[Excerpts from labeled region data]
************
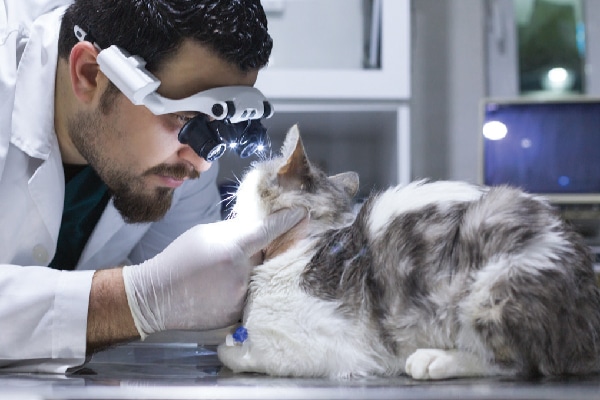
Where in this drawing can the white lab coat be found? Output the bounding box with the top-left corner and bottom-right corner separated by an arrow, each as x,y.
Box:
0,0 -> 219,372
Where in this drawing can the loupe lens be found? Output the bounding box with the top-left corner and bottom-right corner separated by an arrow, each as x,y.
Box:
177,114 -> 227,162
235,119 -> 267,158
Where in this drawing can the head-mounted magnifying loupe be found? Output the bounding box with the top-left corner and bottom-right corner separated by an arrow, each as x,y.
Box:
74,25 -> 273,161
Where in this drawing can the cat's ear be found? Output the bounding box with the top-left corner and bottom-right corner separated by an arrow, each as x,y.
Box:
277,125 -> 312,189
329,171 -> 359,197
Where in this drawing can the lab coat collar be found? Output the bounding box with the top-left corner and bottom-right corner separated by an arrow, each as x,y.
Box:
11,7 -> 66,160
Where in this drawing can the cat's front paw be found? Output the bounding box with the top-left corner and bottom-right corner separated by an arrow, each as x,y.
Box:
405,349 -> 486,379
405,349 -> 462,380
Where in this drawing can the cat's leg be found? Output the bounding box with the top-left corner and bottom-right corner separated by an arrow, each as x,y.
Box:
405,349 -> 492,379
217,342 -> 266,373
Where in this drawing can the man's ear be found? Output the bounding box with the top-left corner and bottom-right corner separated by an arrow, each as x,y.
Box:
69,42 -> 101,103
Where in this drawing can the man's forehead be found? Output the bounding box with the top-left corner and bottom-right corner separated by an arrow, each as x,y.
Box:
155,40 -> 258,99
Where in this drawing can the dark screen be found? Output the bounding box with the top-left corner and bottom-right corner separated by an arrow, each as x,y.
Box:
483,101 -> 600,194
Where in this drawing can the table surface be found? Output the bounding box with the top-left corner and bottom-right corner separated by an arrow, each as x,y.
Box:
0,342 -> 600,400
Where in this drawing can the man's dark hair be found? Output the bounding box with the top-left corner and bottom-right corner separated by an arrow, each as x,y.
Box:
58,0 -> 273,72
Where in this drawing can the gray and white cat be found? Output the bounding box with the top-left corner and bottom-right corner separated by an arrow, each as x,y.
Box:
218,127 -> 600,379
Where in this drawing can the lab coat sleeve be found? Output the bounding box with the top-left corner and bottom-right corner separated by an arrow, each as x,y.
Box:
129,162 -> 221,264
0,265 -> 94,373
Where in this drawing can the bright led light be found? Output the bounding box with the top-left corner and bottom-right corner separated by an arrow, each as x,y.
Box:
521,138 -> 531,149
542,67 -> 575,92
548,67 -> 569,87
483,121 -> 508,140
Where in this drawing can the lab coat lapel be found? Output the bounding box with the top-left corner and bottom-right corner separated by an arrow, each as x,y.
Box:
11,9 -> 64,247
77,199 -> 150,269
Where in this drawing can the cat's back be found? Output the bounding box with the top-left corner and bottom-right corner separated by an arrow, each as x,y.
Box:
356,181 -> 600,375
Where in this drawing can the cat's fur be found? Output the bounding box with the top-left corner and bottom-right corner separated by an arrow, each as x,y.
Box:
218,127 -> 600,379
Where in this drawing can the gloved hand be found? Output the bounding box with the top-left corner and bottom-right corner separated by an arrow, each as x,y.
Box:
123,209 -> 306,339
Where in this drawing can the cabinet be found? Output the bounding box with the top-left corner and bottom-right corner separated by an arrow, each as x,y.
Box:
220,0 -> 411,203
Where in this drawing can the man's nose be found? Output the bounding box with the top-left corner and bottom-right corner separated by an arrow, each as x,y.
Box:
178,144 -> 212,172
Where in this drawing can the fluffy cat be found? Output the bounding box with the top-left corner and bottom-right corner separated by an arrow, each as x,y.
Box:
218,127 -> 600,379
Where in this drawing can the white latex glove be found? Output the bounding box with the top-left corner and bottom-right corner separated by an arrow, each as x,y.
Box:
123,209 -> 306,339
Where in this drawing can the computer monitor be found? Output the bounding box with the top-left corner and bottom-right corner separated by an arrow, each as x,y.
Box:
479,97 -> 600,205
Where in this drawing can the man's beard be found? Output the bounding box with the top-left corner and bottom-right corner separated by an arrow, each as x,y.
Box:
68,88 -> 199,223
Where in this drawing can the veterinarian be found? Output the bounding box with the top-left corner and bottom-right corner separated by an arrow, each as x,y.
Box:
0,0 -> 303,372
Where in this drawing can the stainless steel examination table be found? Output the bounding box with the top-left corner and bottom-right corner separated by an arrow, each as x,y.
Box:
0,334 -> 600,400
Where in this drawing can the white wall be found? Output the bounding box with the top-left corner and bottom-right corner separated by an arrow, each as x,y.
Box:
411,0 -> 485,182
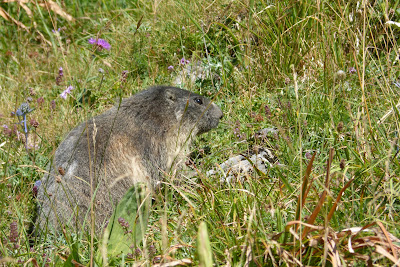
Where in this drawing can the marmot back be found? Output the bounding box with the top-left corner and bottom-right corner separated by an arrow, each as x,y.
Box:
38,86 -> 223,232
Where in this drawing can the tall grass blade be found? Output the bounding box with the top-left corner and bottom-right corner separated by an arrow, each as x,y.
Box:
197,222 -> 213,267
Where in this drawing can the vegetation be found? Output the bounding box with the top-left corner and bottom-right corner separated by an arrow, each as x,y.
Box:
0,0 -> 400,266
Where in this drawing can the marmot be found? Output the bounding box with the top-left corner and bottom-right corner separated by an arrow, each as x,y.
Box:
38,86 -> 223,232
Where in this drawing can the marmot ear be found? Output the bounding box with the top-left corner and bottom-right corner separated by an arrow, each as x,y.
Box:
165,89 -> 176,101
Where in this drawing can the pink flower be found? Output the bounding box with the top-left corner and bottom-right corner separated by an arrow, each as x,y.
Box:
60,85 -> 74,99
88,38 -> 111,50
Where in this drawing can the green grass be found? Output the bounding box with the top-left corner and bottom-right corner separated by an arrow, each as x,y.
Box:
0,0 -> 400,266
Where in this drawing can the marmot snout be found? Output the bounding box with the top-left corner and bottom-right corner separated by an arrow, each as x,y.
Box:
38,86 -> 223,229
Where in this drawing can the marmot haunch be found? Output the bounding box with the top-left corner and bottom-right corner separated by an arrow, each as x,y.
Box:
38,86 -> 223,232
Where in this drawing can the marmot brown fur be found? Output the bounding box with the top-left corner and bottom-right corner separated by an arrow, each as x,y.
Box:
38,86 -> 223,232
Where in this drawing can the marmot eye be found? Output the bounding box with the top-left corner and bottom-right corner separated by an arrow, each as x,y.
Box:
194,98 -> 203,105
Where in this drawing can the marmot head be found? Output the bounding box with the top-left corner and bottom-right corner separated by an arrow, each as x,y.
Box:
164,87 -> 223,135
122,86 -> 223,135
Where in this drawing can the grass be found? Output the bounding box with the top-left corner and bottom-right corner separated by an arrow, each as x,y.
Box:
0,0 -> 400,266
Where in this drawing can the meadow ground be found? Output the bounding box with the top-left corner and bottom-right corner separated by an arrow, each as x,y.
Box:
0,0 -> 400,266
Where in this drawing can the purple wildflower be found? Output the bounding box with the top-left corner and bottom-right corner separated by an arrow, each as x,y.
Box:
29,119 -> 39,128
97,39 -> 111,50
179,57 -> 190,65
349,67 -> 357,74
50,100 -> 56,110
36,96 -> 44,106
88,38 -> 97,44
9,221 -> 18,243
88,38 -> 111,50
32,180 -> 42,198
60,85 -> 74,99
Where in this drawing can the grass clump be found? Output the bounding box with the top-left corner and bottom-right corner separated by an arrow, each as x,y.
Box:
0,0 -> 400,266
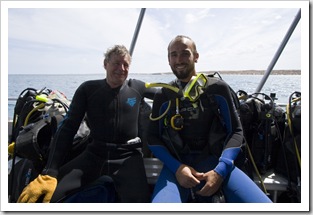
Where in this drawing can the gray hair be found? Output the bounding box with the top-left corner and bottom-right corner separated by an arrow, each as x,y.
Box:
103,45 -> 131,64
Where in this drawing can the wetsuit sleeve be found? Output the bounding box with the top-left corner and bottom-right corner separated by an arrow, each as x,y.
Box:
42,84 -> 87,177
210,81 -> 243,179
148,91 -> 181,174
130,79 -> 157,100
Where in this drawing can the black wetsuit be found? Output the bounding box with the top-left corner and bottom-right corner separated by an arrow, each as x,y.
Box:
42,79 -> 155,202
148,78 -> 271,203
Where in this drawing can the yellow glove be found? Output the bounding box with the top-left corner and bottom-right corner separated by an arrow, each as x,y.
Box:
8,142 -> 15,155
17,175 -> 57,203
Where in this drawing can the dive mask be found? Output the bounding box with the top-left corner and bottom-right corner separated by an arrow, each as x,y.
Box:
183,74 -> 208,102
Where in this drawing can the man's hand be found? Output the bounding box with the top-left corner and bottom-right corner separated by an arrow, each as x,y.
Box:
197,170 -> 223,196
175,164 -> 203,188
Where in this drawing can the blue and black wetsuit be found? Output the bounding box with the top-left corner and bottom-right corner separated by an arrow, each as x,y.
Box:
148,78 -> 271,202
42,79 -> 155,202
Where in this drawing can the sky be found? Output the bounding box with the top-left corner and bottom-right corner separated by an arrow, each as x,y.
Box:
1,1 -> 303,74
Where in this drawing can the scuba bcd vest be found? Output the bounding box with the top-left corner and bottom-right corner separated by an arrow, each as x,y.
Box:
145,73 -> 239,158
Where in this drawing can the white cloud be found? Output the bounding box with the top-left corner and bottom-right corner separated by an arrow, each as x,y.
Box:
8,8 -> 301,73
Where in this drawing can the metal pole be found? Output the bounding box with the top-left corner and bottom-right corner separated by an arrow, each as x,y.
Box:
129,8 -> 146,56
255,9 -> 301,93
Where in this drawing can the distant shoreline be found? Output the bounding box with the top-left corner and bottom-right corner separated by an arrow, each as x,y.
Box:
9,70 -> 301,76
149,70 -> 301,75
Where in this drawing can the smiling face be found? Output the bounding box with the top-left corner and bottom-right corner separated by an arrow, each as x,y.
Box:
168,37 -> 199,82
104,46 -> 131,88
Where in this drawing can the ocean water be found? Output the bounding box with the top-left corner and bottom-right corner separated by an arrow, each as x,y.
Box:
8,74 -> 301,119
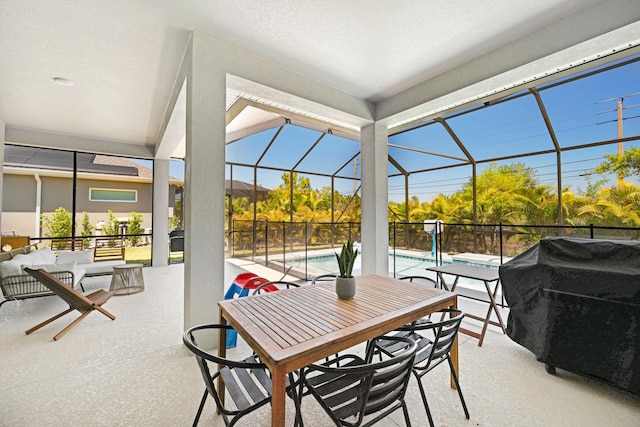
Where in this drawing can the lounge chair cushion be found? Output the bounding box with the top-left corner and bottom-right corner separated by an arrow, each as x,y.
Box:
21,261 -> 76,273
0,261 -> 22,277
33,246 -> 60,264
56,249 -> 93,264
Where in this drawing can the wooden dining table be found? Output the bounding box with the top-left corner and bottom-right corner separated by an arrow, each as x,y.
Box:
218,274 -> 458,427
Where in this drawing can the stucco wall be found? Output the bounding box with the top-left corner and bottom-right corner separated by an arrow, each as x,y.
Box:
2,174 -> 159,237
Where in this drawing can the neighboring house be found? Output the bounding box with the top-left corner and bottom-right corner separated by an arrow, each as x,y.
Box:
2,144 -> 184,237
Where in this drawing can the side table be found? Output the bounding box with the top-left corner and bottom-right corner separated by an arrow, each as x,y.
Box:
109,264 -> 144,295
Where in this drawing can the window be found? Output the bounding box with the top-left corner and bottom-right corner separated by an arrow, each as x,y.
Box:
89,188 -> 138,202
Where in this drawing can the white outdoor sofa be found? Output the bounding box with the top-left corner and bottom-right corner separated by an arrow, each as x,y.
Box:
0,239 -> 126,306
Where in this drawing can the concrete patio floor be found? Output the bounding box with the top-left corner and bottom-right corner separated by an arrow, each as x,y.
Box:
0,263 -> 640,427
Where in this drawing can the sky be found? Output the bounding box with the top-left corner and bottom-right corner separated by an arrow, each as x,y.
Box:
135,53 -> 640,206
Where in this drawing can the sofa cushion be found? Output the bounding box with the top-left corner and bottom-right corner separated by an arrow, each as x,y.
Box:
10,254 -> 35,265
37,246 -> 56,264
56,249 -> 93,264
22,261 -> 76,274
82,260 -> 126,276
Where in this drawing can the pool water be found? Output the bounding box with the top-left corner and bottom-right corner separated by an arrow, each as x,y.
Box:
286,253 -> 497,295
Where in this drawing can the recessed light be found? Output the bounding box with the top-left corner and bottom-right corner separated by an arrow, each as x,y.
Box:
53,77 -> 73,86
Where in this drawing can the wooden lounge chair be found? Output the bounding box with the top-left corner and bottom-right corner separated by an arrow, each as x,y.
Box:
24,267 -> 116,341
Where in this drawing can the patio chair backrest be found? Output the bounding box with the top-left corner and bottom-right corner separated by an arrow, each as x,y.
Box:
24,267 -> 94,313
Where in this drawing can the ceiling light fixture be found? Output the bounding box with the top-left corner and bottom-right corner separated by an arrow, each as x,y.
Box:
53,77 -> 73,86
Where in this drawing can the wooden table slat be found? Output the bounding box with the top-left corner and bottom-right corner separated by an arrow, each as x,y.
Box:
218,274 -> 457,426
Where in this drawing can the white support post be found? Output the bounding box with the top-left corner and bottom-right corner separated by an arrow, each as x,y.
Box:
360,123 -> 389,276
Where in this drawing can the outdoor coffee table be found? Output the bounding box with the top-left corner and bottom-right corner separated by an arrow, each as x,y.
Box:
218,274 -> 458,427
427,264 -> 507,346
109,264 -> 144,295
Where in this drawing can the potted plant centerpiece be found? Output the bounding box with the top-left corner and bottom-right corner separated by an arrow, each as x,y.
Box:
334,240 -> 358,299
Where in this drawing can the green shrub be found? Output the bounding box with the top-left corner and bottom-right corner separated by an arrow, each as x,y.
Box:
127,212 -> 144,246
40,207 -> 72,249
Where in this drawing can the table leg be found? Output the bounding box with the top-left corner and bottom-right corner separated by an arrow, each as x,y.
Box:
216,313 -> 227,414
478,280 -> 506,347
449,296 -> 460,388
270,367 -> 287,427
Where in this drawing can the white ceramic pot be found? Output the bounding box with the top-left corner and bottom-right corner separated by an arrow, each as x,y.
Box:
336,277 -> 356,299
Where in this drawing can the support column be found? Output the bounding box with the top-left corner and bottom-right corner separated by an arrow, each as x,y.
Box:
184,33 -> 226,338
360,123 -> 389,276
151,159 -> 169,267
0,120 -> 6,228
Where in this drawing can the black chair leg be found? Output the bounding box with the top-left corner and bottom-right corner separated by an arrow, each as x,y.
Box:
193,388 -> 209,427
402,402 -> 411,427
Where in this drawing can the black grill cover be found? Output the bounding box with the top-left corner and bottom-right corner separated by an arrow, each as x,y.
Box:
499,238 -> 640,393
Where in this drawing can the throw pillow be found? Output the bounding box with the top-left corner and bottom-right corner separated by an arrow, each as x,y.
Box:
10,254 -> 33,265
0,261 -> 22,277
56,249 -> 93,264
38,246 -> 56,264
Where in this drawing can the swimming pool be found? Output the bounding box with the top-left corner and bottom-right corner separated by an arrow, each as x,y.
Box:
285,251 -> 500,295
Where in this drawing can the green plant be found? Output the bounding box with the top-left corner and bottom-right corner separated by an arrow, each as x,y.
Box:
80,211 -> 94,249
40,207 -> 71,249
169,215 -> 180,232
127,212 -> 143,246
334,240 -> 358,277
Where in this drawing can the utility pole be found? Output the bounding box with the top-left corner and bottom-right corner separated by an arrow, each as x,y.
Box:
596,92 -> 640,182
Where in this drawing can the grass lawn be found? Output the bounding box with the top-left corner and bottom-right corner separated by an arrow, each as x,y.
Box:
124,245 -> 184,265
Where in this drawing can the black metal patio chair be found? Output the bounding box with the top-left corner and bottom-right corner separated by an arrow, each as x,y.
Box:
372,309 -> 469,427
182,324 -> 301,427
298,337 -> 417,427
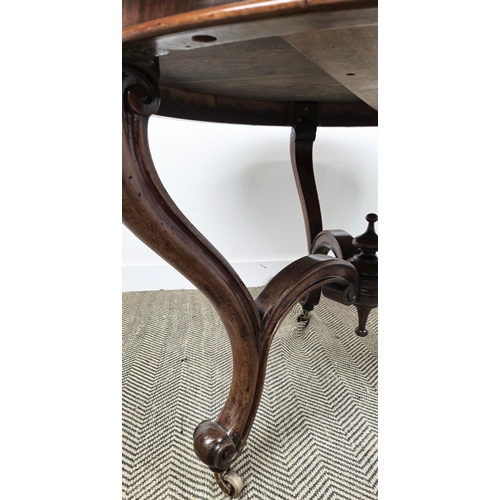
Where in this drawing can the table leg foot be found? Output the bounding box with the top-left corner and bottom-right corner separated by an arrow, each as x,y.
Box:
122,67 -> 359,494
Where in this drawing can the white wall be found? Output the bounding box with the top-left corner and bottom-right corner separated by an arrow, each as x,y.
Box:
122,117 -> 378,291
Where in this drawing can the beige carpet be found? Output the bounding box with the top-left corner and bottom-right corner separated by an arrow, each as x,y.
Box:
123,289 -> 377,500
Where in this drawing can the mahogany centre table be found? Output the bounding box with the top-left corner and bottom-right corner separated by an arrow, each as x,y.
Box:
122,0 -> 378,496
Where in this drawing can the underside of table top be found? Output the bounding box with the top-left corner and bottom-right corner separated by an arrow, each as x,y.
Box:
123,0 -> 378,126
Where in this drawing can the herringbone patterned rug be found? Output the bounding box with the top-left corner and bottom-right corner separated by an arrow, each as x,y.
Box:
123,289 -> 377,500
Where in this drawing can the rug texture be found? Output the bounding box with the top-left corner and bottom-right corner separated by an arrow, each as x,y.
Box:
123,289 -> 378,500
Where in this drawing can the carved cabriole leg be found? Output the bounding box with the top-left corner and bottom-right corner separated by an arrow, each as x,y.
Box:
122,67 -> 359,496
122,63 -> 260,472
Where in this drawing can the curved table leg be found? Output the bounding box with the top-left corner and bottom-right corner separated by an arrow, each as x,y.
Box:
290,103 -> 323,321
122,67 -> 359,496
122,63 -> 260,480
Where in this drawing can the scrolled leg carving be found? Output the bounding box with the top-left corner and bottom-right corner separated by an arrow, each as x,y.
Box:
122,62 -> 260,488
193,420 -> 236,473
122,66 -> 368,496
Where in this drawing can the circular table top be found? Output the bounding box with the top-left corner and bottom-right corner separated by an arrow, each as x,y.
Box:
122,0 -> 378,126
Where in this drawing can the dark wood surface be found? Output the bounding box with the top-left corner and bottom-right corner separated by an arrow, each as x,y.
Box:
122,0 -> 378,496
123,0 -> 378,126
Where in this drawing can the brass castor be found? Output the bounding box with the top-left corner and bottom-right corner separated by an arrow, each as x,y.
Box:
214,469 -> 243,498
297,310 -> 310,324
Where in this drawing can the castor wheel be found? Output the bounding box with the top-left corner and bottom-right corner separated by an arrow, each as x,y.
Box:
214,469 -> 243,498
297,309 -> 310,325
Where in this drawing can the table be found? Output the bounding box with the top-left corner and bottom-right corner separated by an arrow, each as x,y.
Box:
************
WORK INSTRUCTIONS - Reproduce word for word the lines between the line holding "Where in this drawing can the scuba" and the line holding "255,9 -> 301,93", inclusive.

OUTPUT FOR THIS EXERCISE -
Where in this drawing can the scuba bcd vest be found? Output the bounding box with the top-left corner and bottom-right corner separated by an arrow, each as x,y.
Box:
145,73 -> 239,158
Where in this drawing can the white cloud be found? Output the bounding box with the top-left corner and bottom-right corner separated by an arrow, each as x,y.
Box:
8,8 -> 301,73
Where in this drawing can the metal pole be found? Output the bounding box with the top-left corner and bottom-right corner separated by an arrow, each as x,y.
Box:
129,8 -> 146,56
255,9 -> 301,93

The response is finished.